Provided entries:
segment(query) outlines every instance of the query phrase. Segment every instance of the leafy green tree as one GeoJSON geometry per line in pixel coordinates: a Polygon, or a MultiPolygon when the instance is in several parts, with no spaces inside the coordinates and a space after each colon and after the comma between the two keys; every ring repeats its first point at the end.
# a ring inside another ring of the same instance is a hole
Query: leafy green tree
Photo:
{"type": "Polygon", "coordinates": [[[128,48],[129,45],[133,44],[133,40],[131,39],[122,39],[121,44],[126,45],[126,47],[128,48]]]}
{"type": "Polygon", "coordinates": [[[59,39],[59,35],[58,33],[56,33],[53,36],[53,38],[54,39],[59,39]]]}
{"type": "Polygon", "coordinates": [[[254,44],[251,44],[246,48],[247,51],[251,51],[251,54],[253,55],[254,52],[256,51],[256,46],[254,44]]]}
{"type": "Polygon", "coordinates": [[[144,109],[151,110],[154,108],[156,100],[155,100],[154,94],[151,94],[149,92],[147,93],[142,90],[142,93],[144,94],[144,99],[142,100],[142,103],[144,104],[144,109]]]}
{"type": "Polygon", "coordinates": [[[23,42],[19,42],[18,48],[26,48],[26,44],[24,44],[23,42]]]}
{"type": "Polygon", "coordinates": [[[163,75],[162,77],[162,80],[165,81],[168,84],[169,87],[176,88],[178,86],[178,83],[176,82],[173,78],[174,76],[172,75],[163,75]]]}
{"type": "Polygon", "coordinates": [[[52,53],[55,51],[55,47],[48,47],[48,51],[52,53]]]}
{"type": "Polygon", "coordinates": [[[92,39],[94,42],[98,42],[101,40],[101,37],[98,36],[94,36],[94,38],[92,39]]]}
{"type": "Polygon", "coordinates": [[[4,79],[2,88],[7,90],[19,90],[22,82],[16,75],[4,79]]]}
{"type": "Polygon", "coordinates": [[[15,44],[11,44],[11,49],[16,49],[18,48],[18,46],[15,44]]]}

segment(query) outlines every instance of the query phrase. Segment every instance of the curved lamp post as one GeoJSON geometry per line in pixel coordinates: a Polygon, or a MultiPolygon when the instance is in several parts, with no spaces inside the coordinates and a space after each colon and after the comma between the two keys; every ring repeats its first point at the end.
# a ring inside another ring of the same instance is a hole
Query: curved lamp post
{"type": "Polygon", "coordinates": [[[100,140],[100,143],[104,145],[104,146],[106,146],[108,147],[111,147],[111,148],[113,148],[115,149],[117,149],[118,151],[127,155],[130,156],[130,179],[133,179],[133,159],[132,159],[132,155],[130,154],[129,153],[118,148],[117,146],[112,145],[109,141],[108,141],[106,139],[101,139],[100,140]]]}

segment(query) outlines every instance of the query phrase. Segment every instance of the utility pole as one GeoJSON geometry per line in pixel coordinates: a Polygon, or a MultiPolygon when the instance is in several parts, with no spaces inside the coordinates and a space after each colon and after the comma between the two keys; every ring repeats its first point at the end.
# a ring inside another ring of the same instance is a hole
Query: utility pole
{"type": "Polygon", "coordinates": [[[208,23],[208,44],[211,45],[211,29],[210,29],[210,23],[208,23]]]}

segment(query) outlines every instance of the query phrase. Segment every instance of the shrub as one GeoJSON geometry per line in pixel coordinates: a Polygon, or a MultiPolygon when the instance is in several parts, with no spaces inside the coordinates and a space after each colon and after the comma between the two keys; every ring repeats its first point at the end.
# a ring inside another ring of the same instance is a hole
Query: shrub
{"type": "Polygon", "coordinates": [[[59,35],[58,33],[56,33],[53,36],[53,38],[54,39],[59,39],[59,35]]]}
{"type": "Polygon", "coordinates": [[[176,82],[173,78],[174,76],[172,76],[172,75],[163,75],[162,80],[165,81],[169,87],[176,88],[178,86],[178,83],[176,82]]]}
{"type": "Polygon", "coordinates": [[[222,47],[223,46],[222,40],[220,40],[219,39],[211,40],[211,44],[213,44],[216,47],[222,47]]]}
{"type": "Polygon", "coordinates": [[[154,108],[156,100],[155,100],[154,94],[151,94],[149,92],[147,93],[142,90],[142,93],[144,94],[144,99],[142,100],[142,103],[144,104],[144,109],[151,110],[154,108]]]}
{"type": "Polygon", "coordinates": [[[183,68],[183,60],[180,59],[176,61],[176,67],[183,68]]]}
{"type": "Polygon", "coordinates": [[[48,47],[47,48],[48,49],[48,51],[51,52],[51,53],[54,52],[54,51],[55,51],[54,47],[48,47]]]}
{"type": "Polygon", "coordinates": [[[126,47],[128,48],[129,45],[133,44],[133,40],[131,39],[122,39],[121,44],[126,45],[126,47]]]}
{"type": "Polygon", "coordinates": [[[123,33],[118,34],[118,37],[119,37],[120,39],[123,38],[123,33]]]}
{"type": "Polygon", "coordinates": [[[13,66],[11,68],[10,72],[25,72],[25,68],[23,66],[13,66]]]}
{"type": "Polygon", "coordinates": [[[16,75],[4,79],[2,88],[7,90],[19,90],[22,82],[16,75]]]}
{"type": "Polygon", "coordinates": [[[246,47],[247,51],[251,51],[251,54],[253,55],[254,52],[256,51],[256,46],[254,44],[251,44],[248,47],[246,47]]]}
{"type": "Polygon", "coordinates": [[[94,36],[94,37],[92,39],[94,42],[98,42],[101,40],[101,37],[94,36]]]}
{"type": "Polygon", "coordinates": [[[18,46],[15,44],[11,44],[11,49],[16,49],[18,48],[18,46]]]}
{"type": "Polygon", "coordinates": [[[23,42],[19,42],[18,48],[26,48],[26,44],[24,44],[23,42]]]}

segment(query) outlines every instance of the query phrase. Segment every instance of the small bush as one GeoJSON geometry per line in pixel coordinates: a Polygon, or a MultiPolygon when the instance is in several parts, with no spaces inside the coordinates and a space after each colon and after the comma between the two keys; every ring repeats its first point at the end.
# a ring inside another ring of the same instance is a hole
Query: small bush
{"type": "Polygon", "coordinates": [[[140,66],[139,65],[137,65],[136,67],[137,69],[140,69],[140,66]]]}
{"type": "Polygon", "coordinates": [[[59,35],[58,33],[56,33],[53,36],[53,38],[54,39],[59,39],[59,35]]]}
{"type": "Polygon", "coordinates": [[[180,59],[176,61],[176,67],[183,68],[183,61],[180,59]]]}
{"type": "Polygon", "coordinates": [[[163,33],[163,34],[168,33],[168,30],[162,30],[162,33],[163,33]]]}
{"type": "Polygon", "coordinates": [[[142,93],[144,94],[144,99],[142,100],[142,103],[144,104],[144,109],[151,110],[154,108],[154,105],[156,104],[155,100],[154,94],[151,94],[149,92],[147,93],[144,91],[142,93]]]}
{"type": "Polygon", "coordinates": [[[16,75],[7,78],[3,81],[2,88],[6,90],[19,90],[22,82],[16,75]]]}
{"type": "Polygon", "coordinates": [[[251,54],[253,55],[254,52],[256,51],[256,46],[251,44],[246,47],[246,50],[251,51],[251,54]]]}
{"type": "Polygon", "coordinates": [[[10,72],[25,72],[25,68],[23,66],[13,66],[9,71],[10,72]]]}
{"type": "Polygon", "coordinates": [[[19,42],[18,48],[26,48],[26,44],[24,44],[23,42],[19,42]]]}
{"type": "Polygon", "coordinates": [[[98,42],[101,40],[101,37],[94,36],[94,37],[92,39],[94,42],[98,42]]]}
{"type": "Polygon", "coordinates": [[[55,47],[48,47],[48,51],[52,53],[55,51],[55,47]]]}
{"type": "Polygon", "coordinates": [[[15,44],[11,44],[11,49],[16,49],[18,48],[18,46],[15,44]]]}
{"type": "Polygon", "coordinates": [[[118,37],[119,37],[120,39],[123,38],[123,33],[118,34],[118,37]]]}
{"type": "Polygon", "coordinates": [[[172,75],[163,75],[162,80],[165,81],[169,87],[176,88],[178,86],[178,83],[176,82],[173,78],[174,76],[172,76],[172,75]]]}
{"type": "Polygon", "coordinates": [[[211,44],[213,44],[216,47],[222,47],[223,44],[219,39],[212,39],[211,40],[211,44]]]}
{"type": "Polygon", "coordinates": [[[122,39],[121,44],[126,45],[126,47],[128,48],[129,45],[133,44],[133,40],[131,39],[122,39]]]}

The request:
Gather every line of the data above that contains the string "shrub", treating uppercase and lowercase letters as different.

Result of the task:
segment(query) outlines every instance of the query phrase. Segment every instance of the shrub as one GeoJSON geometry per line in pixel coordinates: a Polygon, or a MultiPolygon when the instance is in several parts, with no spaces inside the coordinates and a space after each colon and after the comma between the two keys; every ring repeats its first point at the end.
Query: shrub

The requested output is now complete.